# THE PROBLEM:
Extract every line of the data below word for word, leaving out the picture lines.

** START OF RECORDED DATA **

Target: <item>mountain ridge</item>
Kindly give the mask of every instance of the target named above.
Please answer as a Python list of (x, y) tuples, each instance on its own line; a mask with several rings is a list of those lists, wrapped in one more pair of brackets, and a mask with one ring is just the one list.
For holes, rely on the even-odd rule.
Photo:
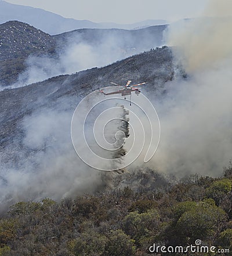
[[(43, 17), (43, 19), (41, 19)], [(88, 20), (64, 18), (61, 15), (39, 8), (15, 5), (0, 0), (0, 23), (17, 20), (30, 24), (51, 35), (60, 34), (83, 28), (109, 28), (112, 26), (119, 28), (133, 29), (135, 27), (164, 24), (164, 20), (147, 20), (132, 24), (118, 24), (113, 23), (97, 23)], [(161, 24), (160, 24), (161, 23)]]

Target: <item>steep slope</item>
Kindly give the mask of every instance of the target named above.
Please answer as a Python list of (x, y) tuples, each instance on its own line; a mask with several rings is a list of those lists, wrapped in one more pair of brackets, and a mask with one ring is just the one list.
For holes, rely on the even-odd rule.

** END OF RECORDED DATA **

# EXERCISE ANSWER:
Target: <item>mountain ridge</item>
Kindly give the mask of every instance of the target named above.
Please answer as a Python list of (x, y) tuples, each instance on its own line; a mask with several rings is a list of those lists, wrapped in one more pair of brackets, and a mask with one ring is just the one list.
For holes, rely on the even-odd rule.
Photo:
[[(43, 17), (43, 19), (41, 19)], [(88, 20), (64, 18), (61, 15), (39, 8), (15, 5), (0, 0), (0, 23), (17, 20), (30, 24), (51, 35), (60, 34), (83, 28), (109, 28), (112, 26), (119, 28), (133, 29), (135, 27), (164, 24), (164, 20), (147, 20), (132, 24), (118, 24), (113, 23), (97, 23)], [(161, 24), (160, 24), (161, 23)]]

Target: <item>steep slope</item>
Kindly give the mask of every instance of the target named above.
Please answer as a Python list of (x, y) tuples, each instance on its own line; a mask with several rings is a list of those lists, wrapped in one more pair of brackets, and a mask with one ring is just the one list.
For holes, rely on the even-odd rule.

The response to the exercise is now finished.